Quoted passage >>
-.-.-
The new law, which went into effect July 1, cuts in half potential jail time and allows drunken drivers the ability to keep their permits to carry handguns.
At the time, one Iowa sheriff questioned the change, baffled that state legislators recognized the danger of operating a vehicle while drunk but not carrying a lethal weapon while intoxicated.
“We know alcohol blurs judgment,” said Black Hawk County Sheriff Tony Thompson. “I’m not sure what the driving force was behind watering that down.”
State Representative Mary Wolfe, the ranking Democrat on the House Judiciary Committee, commented via Facebook on January 20, “I just noticed that under 724.4 carrying a dangerous weapon without a permit is an [aggravated] misdemeanor while under 724.4C as amended carrying a dangerous weapon without a permit while intoxicated is only a serious misdemeanor. That seems … counterintuitive.”
-.-.-
Supplied material >>
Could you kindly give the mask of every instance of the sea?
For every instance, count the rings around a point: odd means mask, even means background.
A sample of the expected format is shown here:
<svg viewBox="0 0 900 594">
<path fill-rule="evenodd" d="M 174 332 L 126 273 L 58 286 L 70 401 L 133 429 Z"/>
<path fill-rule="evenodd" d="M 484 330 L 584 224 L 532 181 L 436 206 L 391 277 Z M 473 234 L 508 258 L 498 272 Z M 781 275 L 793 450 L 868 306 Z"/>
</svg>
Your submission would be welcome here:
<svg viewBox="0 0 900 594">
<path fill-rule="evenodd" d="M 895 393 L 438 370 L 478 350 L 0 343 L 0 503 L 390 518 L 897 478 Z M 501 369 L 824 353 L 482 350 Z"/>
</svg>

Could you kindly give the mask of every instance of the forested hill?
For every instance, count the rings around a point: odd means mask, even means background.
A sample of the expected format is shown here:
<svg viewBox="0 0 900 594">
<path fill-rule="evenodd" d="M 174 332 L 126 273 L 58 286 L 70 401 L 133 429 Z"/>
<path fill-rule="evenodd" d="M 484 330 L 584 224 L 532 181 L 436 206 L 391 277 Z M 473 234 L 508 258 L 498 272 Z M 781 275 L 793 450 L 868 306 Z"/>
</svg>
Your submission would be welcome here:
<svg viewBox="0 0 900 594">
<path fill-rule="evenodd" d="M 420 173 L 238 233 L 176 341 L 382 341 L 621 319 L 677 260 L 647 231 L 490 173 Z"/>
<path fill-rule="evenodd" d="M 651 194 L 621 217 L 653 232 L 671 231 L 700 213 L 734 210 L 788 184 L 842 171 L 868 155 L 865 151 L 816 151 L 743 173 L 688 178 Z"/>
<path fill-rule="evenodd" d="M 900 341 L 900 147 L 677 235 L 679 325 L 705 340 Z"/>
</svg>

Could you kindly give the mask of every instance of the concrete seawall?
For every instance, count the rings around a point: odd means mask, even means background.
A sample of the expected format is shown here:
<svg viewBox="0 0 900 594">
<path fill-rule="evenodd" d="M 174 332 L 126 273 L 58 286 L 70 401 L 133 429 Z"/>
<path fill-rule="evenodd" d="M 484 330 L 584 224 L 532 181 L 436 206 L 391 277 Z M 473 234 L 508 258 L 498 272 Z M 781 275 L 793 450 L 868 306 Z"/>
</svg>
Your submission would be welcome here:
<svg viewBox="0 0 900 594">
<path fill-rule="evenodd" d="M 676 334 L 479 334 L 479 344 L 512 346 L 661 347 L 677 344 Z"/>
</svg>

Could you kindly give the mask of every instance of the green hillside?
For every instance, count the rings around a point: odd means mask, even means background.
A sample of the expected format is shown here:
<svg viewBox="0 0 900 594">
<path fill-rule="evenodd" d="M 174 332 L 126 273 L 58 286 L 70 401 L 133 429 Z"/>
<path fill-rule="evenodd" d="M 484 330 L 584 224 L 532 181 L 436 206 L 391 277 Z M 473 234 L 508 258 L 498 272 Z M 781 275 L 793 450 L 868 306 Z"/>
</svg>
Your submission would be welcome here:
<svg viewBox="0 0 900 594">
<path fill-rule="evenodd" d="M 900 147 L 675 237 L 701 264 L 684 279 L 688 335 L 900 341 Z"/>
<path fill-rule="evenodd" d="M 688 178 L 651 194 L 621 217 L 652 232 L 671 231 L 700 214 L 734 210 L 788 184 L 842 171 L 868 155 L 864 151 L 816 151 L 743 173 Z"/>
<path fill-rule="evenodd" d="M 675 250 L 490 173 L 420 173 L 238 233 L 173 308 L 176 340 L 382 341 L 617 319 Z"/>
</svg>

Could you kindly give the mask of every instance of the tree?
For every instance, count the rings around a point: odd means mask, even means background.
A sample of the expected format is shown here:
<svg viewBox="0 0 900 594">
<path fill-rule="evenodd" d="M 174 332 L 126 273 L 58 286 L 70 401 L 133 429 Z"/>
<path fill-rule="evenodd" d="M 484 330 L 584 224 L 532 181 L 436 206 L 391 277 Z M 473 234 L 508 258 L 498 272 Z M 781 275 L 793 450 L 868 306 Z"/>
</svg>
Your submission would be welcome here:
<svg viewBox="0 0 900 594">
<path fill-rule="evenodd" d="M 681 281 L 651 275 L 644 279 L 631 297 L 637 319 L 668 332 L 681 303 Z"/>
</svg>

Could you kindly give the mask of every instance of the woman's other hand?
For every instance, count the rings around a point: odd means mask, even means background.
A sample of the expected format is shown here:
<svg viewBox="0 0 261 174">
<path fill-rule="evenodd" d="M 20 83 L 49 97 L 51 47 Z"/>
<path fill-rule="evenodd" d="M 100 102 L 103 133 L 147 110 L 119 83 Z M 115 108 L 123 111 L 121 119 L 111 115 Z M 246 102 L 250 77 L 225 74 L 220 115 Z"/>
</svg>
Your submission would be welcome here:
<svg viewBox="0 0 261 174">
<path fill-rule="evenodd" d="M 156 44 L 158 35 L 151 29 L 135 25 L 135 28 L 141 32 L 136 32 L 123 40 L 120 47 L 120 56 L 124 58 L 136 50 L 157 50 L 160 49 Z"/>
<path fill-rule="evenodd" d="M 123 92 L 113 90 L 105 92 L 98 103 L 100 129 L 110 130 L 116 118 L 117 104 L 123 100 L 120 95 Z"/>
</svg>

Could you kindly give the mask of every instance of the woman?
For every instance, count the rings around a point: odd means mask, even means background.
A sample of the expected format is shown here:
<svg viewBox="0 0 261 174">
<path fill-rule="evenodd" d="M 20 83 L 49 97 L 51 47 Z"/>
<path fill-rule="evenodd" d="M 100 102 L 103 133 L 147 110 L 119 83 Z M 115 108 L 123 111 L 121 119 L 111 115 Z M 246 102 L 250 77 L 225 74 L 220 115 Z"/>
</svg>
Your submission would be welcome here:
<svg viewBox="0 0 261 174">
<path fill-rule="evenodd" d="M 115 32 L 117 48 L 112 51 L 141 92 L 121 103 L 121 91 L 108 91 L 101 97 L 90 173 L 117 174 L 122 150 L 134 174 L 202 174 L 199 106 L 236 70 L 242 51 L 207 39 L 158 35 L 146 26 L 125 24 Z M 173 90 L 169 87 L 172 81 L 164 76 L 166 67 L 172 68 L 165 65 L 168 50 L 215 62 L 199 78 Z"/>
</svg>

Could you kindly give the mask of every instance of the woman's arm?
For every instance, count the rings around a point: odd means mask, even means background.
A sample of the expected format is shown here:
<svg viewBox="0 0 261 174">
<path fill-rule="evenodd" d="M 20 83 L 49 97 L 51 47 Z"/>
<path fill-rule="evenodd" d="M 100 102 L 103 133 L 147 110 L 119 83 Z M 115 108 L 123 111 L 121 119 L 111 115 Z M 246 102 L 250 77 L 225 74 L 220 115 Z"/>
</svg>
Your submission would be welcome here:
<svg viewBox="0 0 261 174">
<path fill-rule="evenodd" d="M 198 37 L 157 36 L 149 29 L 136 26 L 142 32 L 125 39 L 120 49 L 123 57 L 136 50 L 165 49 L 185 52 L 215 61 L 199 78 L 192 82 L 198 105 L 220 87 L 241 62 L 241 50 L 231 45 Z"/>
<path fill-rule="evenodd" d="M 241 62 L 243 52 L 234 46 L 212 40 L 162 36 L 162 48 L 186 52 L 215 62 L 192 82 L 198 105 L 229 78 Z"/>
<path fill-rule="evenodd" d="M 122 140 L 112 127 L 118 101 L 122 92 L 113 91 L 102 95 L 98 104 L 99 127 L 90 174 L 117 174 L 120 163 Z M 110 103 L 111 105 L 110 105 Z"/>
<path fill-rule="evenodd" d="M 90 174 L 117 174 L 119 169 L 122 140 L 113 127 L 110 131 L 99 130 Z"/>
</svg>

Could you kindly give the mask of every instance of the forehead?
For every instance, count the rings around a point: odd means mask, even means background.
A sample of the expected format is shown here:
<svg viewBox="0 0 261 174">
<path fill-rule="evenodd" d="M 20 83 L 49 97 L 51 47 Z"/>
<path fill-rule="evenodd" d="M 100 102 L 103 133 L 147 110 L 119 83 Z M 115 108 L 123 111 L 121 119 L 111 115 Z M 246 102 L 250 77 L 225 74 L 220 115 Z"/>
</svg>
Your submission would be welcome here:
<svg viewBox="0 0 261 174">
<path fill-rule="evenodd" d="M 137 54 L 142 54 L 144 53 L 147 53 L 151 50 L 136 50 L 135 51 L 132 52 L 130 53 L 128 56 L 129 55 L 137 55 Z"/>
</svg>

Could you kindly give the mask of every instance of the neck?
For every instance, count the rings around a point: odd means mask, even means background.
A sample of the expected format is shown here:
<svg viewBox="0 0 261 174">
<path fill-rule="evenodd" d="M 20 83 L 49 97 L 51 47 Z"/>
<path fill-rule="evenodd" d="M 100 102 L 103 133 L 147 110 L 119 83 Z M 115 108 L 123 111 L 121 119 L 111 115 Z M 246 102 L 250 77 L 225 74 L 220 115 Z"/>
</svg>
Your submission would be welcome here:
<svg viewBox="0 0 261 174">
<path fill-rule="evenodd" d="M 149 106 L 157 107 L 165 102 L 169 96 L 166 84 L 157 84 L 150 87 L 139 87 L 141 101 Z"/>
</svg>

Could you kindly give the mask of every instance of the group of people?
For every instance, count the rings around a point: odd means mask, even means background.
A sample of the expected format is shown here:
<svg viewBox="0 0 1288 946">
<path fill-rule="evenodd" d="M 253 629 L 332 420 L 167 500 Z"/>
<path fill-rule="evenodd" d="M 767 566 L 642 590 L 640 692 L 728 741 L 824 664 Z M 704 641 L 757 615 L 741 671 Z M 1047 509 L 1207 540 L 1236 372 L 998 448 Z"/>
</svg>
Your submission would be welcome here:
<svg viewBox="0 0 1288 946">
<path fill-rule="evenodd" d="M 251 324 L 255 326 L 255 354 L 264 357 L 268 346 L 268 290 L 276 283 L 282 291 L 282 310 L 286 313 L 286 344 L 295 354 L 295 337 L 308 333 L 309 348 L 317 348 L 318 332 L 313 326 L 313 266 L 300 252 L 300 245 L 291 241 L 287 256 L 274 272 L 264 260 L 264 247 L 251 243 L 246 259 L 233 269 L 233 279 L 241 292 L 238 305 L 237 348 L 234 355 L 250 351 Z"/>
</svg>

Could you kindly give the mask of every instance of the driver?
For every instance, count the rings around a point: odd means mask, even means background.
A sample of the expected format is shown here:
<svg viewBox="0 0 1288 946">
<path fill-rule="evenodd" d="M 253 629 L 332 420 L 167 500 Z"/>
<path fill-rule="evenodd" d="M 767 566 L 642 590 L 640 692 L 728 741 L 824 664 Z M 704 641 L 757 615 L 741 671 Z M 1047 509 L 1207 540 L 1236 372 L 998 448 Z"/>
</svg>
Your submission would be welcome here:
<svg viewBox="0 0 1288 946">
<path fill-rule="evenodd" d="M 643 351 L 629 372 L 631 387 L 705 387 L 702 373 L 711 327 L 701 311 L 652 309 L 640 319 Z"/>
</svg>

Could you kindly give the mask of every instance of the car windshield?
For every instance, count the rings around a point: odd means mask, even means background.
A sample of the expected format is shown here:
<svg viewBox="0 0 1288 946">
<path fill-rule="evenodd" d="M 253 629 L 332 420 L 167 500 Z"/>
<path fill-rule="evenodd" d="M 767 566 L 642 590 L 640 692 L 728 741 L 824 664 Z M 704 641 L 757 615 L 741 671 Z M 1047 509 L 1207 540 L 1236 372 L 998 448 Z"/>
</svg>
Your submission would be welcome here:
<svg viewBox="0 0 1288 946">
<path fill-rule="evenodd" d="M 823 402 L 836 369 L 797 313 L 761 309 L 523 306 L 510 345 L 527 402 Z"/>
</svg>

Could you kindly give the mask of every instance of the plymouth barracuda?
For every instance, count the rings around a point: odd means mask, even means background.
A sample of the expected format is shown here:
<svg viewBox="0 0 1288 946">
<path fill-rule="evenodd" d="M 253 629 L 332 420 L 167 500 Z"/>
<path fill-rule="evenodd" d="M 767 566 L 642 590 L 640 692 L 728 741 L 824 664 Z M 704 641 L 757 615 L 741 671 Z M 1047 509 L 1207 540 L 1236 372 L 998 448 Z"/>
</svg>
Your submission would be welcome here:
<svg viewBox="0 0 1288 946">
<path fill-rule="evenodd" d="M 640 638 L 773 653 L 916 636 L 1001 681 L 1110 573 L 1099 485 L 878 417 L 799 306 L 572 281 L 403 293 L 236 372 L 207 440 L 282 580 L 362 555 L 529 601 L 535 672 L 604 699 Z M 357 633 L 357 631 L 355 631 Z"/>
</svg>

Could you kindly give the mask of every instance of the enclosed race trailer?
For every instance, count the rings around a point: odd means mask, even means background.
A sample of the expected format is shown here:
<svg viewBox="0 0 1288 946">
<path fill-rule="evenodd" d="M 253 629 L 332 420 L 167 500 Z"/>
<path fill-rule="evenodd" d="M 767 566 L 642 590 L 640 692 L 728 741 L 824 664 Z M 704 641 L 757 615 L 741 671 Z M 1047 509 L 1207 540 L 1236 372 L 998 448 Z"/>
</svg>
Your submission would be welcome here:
-.-.-
Activity >>
From the Iowa weapons-law passage, print the stretch from "The new law, which" through "weapon while intoxicated." word for word. The items come from a source separate from the Iowa weapons-law passage.

Worked solution >>
The new law, which went into effect July 1, cuts in half potential jail time and allows drunken drivers the ability to keep their permits to carry handguns.
At the time, one Iowa sheriff questioned the change, baffled that state legislators recognized the danger of operating a vehicle while drunk but not carrying a lethal weapon while intoxicated.